Problems to solve –
a) In the best-weather thread, how long did JohnSoCal live in San Diego?
b) Extend the best-weather thread from the end of its last post.

# Best Weather



## awayinamerica (Aug 1, 2007)

Where in America has the best weather? I know the country's weather is very different in the various places. Which region is the best?


----------



## synthia (Apr 18, 2007)

I prefer Florida, in the Tampa/St. Petersburg/Clearwater area. You might get a couple of freezes every year, rainy season consists of afternoon thunderstorms that don't last very long, and if you stay near the coast the temperature is moderated in both directions.


----------



## Guest (Aug 14, 2007)

awayinamerica said:


> Where in America has the best weather? I know the country's weather is very different in the various places. Which region is the best?


I have heard San Diego, with an apparent steady 70 deg. F all year round


----------



## JohnSoCal (Sep 2, 2007)

I have lived in San Diego for 25 years and also lived in SE Florida for 8 years. Southern California, especially San Diego has the best weather by far though it is not always 70 degrees everyday.

Dataset rows –
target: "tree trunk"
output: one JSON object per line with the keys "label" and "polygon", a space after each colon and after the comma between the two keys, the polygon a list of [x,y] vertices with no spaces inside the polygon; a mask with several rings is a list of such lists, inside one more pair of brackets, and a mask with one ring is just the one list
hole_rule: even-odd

--

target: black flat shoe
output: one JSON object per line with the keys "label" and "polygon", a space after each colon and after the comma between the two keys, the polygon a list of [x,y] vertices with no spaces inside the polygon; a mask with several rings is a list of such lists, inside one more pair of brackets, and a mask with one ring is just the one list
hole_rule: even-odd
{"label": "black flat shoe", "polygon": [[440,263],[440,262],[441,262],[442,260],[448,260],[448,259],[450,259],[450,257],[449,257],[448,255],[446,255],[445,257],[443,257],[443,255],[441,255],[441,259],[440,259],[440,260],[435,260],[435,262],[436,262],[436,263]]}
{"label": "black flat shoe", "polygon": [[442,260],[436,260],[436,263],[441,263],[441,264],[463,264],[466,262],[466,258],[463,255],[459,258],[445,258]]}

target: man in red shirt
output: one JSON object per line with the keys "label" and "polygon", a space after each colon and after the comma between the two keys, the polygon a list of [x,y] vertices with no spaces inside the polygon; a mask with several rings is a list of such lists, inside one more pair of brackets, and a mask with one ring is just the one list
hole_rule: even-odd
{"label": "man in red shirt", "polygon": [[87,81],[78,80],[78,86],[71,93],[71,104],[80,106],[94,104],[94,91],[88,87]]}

Task-by-task results –
a) 25 years

b)
----------



## Penguins_Pet_Pumpkin (Jul 16, 2007)

Kinda depends on your definition of "best" weather though, doesn't it? I actually _like_ a bit of rain each year because of what it does for the plants and also just the general freshness in the air. But hey, I'm from Seattle. We're all born with webbing between our toes.


----------



## JohnSoCal (Sep 2, 2007)

Penguins_Pet_Pumpkin said:


> Kinda depends on your definition of "best" weather though, doesn't it? I actually _like_ a bit of rain each year because of what it does for the plants and also just the general freshness in the air. But hey, I'm from Seattle. We're all born with webbing between our toes.


I lived in the Northwest ( Portland and Seattle ) and left because of the weather. I couldn't stand the weeks of dreariness. However, each person has their own idea of what is good. However, San Diego is rated as having the best weather for whatever that counts.

My wife and I were in Seattle for a few days just 2 weeks ago. We stayed at the Grand Hyatt in downtown. It was 39 years ago since we had been there. We were very impressed with the city and wish that we had more time there. We did several tours and walked all over downtown. We loved Pike Place Market. We ate breakfast at Lowell's there.


----------



## Penguins_Pet_Pumpkin (Jul 16, 2007)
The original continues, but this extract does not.